• To do:
Reproduce the family history account below word for word, from "Margaret Gill, now" up to and including "as Alfred’s stepson.".

• Selected extract:
My brothers and I were given the surname Simpson because dad was known as Albert Simpson. But he was born Albert Brown Littlefair; his marriage certificate records him as “Albert Simpson otherwise Littlefair”, but he did not officially become Simpson until 1967 when we were all in our twenties.
An unmarried Margaret Littlefair, aged 19, had given birth to dad in the November of 1915. She registered the birth some three month later giving her address as 44, Anchor Yard, New Elvet, Durham and her occupation as a Domestic Servant. 44 was a large communal dwelling where the King’s Gate Bridge now is; the 1901 census shows it as housing some 47 people in 10 families.
When Dad was just four month old and on the 26yh of February 1916 Margaret married John George Gill. Dad’s half sister Elsie, in later years, told me she believed George Gill was dad’s father but we don’t know if that was so.
An R. Brown had resided at 44 Anchor Yard in 1914, the year World War 1 started and he might have been there in 1915. Some two and a half million men volunteered between the August of 1914 and the December of 1915 in response to the Kitchener “Your country needs you” poster campaigns before conscription started in 1916. Was R. Brown one of those volunteers, perhaps not even knowing Margaret was pregnant with dad
If the above speculation is correct Margaret’s misfortune continued because not long after her marriage to John George, conscription started and John George was in the Durham Light Infantry and off to war. On 10/12/1917 Margaret had a baby she named Margaret Gill and dad had a sister. Unfortunately she died after seven days and was buried in St Oswald’s grave yard. Her father, John George was buried there just a few months later in a war grave when he succumbed to war injuries at Scotton, near Richmond, N. Yorks, 8/4/1918.
Margaret Gill, now a widow became Margaret Simpson when she married Alfred Simpson (Scotty) in 1920. Dad, would be 5 at the time. The 1921 census shows Alfred and Margaret and Dad living at 16, Derwent Street, Sunderland. Alfred is 23 years 8 months, born Glasgow ; an out of work general labourer previously employed by Rankin Builders of Stockton Road, Sunderland. Margaret is listed as born Durham age 25. Dad is listed as Albert Gill Simpson aged 5yrs 3 month and as Alfred’s stepson.

• Given data:
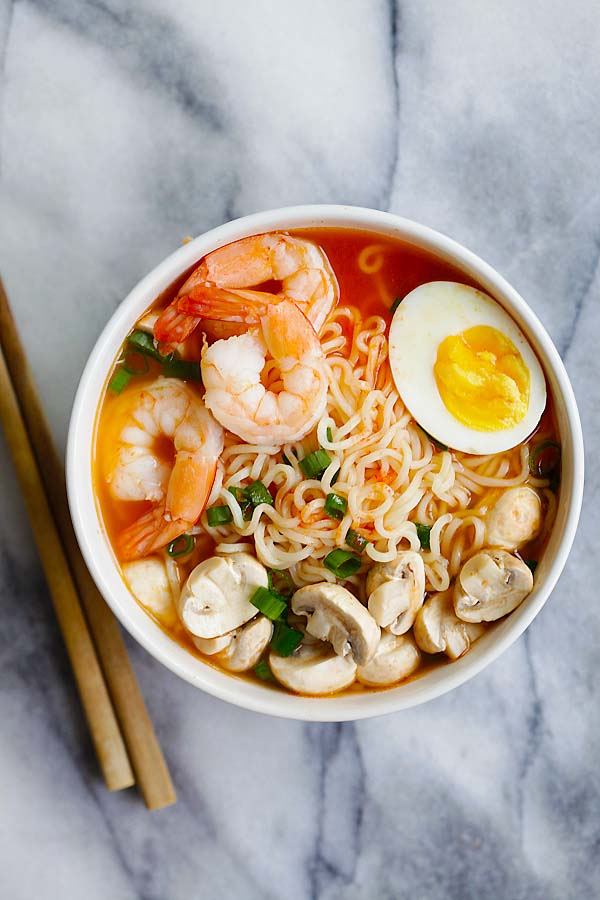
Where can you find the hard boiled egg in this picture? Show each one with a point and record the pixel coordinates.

• Solution to this task:
Margaret Gill, now a widow became Margaret Simpson when she married Alfred Simpson (Scotty) in 1920. Dad, would be 5 at the time. The 1921 census shows Alfred and Margaret and Dad living at 16, Derwent Street, Sunderland. Alfred is 23 years 8 months, born Glasgow ; an out of work general labourer previously employed by Rankin Builders of Stockton Road, Sunderland. Margaret is listed as born Durham age 25. Dad is listed as Albert Gill Simpson aged 5yrs 3 month and as Alfred’s stepson.